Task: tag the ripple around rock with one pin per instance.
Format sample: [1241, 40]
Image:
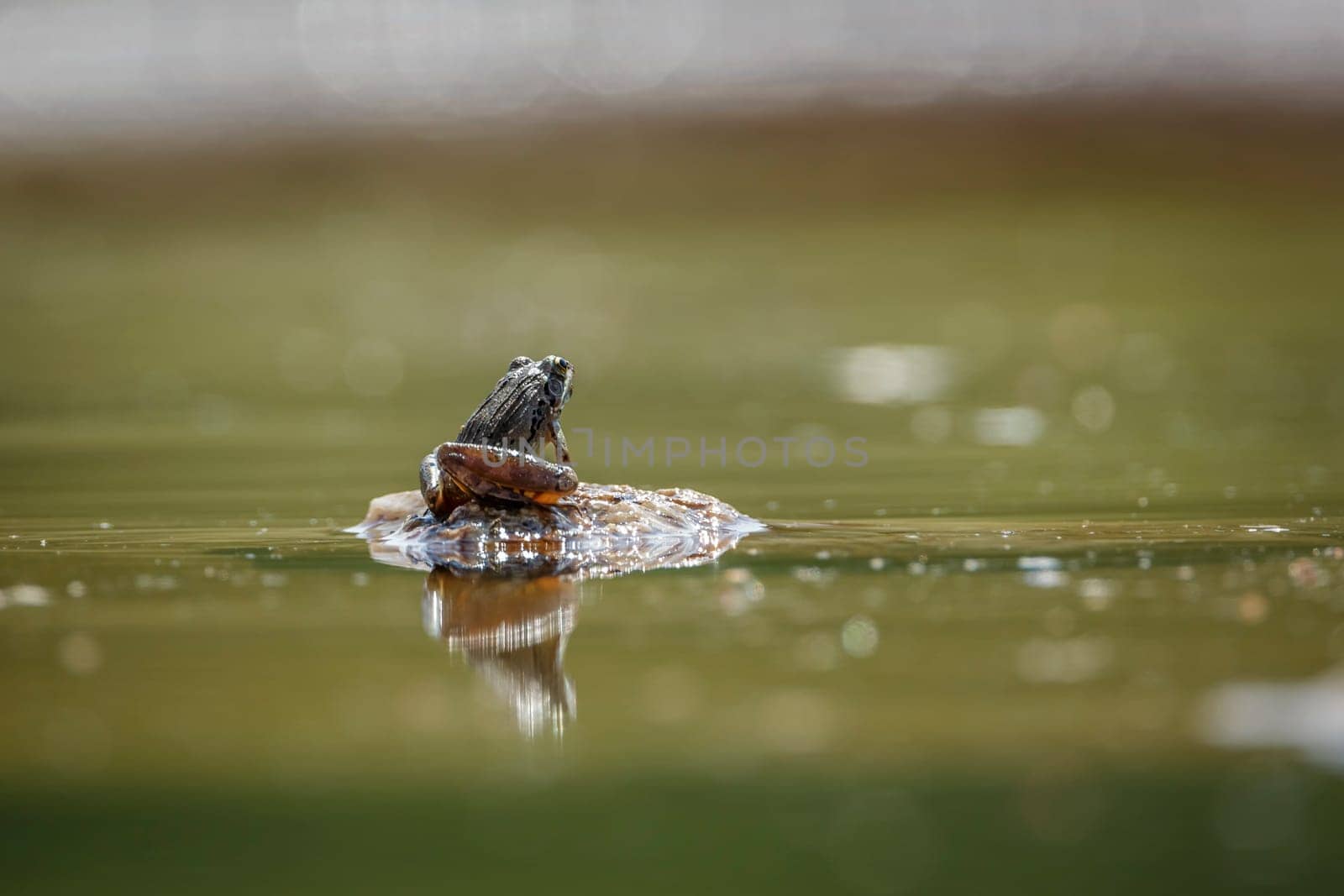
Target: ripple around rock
[598, 531]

**THE REQUEST**
Update the listing by replacing "ripple around rock" with "splash beside stone" everywhere it appears and changing nothing else. Leave out the picture.

**RESPONSE FOR THIS EXERCISE**
Task: tag the splash beside stone with one pin per instance.
Format sample: [1241, 40]
Image:
Target: splash beside stone
[598, 531]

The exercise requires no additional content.